- TEXT SECTION
......
There are a few ways things can go:
   Define rules, have one of N permutations for how those rules can go;
     How it often worked in practice.
   Throw up hands and say it is unknowable.
     What a lot of "portability" people assert.
   Do whatever gives the fastest results in standardized benchmarks.
     What many compiler maintainers want.


And, the tradeoff:
Compilers are often not as clever as some people assert;
For some types of code, or on some targets, things like performance and 
memory usage are significant concerns (often more so than whether or not 
the code is particularly portable).

Often, a bigger concern may be whether the code does what is expected on 
the type of machine it is being used on, and how effectively it does so, 
rather than how it may behave (or work at all) on some other type of 
machine (outside of the given application scope).

But, in these cases, it would be more useful to know what claims can be 
made about the behavior on a specific machine, rather than what is the 
scope of possible behaviors.

But, one may care more strongly in this case about things like endianess 
and whether or not it is safe on a given target to use misaligned memory 
accesses, etc. And, in these cases, one doesn't really want compilers to 
do anything which may lead to inconsistencies in terms of observable 
behavior; but rather one would rather have some way to know what 
policies the compiler intends to act on in terms of behaviors.


This is why I was mentioning things like having some way to know whether 
the compile uses strict aliasing. It may make sense in these cases to 
have generic fallbacks, say, for compilers that have strict aliasing and 
don't allow misaligned pointers, vs other compilers that are using 
conservative aliasing rules and allow misaligned access, ...



Say, for example, one could do a bit-stream reader function (Version A):
int ReadBits(BitsContext *ctx, int nbits)
{
  int b;
   b=ctx->win>>ctx->pos;
   ctx->pos+=nbits;
   b&=(1<<nbits)-1;
   while(ctx->pos>=8)
   {
     ctx->win=(ctx->win>>8)|((*ctx->cs++)<<24);
     ctx->pos-=8;
   }
   return(b);
}

And another version (Version B):
int ReadBits(BitsContext *ctx, int nbits)
{
   byte *cs;
   u32 w;
   int p, b, m;
   cs=ctx->cs;
   p=ctx->pos;
   w=*(u32 *)cs;
   m=(1<<nbits)-1;
   b=w>>p;
   p+=nbits;
   b&=m;
   ctx->cs=cs+(p>>3);
   ctx->pos=p&7;
   return(b);
}

Now, say, there is one machine where version B is significantly faster 
than A, and another machine where B is not usable at all. And, maybe a 
3rd machine exists where the operation can be done in a few 
special-purpose ASM instructions via inline assembler.

It is useful to be able to know which is which.

Then, if you don't know which is which, the program can fall back to a 
default/safe option.

....
......
- WRITTEN EXERCISE 1
Recast the records, everything from the line containing "Question: For every instance of the small" down to the line containing "[(91, 177)]", as a two-column CSV with the header input,output. Give one row for each text and its answer, each in its own quoted field, with line breaks turned into spaces.
The records have no connection to the post on compiler behavior.
......
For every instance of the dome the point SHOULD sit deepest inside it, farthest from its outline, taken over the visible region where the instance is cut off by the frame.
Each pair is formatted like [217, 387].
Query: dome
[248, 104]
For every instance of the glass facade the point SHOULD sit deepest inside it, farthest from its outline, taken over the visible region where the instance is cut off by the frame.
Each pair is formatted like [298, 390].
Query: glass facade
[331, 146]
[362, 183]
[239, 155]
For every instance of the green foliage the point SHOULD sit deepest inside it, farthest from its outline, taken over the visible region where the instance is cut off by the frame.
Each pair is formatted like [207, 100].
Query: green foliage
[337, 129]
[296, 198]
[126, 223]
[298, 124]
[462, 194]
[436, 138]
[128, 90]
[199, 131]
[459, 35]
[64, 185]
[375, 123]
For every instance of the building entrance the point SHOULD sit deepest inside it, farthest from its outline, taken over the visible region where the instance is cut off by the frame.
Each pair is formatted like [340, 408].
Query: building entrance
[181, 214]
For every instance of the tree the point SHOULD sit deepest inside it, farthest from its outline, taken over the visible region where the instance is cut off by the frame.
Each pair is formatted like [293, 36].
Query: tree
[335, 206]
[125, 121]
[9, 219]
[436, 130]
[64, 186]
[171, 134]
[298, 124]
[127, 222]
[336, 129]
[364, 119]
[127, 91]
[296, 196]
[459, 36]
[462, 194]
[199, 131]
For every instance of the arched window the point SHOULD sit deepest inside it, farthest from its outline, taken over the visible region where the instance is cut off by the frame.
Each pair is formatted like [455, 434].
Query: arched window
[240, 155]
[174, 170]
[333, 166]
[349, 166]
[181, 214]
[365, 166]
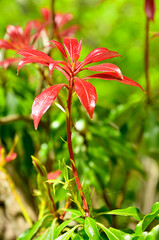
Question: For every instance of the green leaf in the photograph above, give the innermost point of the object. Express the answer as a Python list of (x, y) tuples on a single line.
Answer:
[(120, 234), (109, 234), (75, 213), (141, 227), (77, 237), (43, 236), (91, 229), (63, 225), (39, 167), (154, 234), (29, 233), (130, 211), (63, 169), (52, 230), (67, 235)]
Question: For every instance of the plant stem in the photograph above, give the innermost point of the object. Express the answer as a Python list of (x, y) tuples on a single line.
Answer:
[(18, 199), (147, 60), (70, 149), (52, 24)]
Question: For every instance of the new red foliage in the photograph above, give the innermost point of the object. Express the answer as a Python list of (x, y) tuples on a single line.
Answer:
[(70, 68)]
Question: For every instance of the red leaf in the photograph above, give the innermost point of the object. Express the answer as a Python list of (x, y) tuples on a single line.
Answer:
[(8, 62), (31, 60), (16, 36), (155, 35), (150, 9), (10, 157), (107, 68), (99, 54), (73, 47), (69, 32), (110, 76), (35, 53), (60, 47), (43, 101), (62, 19), (6, 45), (53, 175), (46, 14), (87, 95)]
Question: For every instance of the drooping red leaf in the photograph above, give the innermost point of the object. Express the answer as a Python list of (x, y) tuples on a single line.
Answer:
[(31, 60), (99, 54), (16, 36), (150, 9), (60, 47), (86, 93), (73, 47), (8, 62), (43, 101), (108, 68), (46, 14), (155, 35), (54, 175), (10, 157), (6, 45), (34, 56), (69, 32), (62, 19), (111, 76), (35, 53)]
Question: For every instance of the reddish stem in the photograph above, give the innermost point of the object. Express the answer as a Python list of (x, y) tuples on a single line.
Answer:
[(70, 149), (147, 60)]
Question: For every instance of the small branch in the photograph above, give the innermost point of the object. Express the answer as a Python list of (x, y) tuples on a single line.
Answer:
[(66, 207), (16, 117), (53, 23), (17, 197), (70, 149), (147, 59)]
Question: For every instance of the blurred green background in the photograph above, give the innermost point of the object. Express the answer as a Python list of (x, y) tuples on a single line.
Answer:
[(117, 152)]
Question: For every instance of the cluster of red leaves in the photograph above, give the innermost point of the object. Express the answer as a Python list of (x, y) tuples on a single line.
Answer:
[(150, 9), (85, 91)]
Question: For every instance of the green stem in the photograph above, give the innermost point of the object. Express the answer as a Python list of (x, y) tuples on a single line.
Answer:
[(18, 199), (70, 149)]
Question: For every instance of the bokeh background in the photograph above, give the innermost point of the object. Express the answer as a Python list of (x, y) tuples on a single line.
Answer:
[(117, 152)]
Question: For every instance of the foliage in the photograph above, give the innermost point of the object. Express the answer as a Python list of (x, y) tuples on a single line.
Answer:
[(91, 177)]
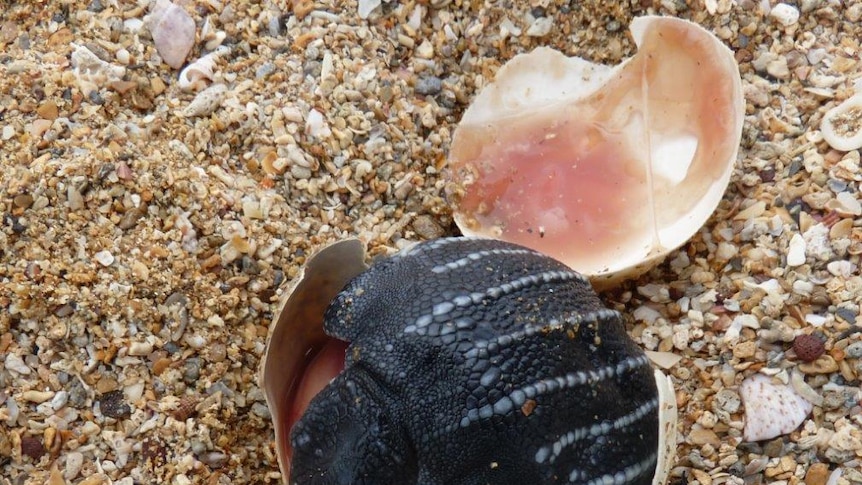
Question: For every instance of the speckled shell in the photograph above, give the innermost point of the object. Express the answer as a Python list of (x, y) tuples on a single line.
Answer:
[(606, 169), (329, 270)]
......
- WRITTEN EXERCISE 2
Copy the post on compiler behavior word for word, everything from "What many compiler" down to "given application scope).".

- OUTPUT 1
input,output
"Question: For every instance of the small branch in the photograph above, give the innermost point of the object. Express the answer as a Python list of (x, y) tuples on a single line. Answer:","[(66, 207), (16, 117), (53, 23), (17, 197), (70, 149), (147, 59)]"
"Question: For every instance of the blurred green background in the photograph above, give the innermost point of the object. Express the answer as a Python list of (x, y) tuples on a single line. Answer:","[(117, 152)]"
"Question: For every instance of the cluster of red leaves in the photograph above, give the innermost point of the object. Express the answer as a Python list of (x, y) tuples on a single line. Answer:","[(150, 9), (85, 91)]"
"Question: For every instance of the green stem in the photograph above, give the innermost point of the object. Express the answer as a Python list of (x, y) tuples on a single line. Answer:","[(18, 199), (70, 149)]"
"Question: For every instance of the bokeh background in the photograph above, give the innermost point of the object. Express the answer as a Python list of (x, y) tuples on a single line. Answer:","[(117, 152)]"
"Question: For every instance of the foliage in the photograph above, give the innermost point of the object. Express the answer as a Python list of (x, y) tuples on a single line. Answer:","[(91, 177)]"

- OUTPUT 2
What many compiler maintainers want.


And, the tradeoff:
Compilers are often not as clever as some people assert;
For some types of code, or on some targets, things like performance and 
memory usage are significant concerns (often more so than whether or not 
the code is particularly portable).

Often, a bigger concern may be whether the code does what is expected on 
the type of machine it is being used on, and how effectively it does so, 
rather than how it may behave (or work at all) on some other type of 
machine (outside of the given application scope).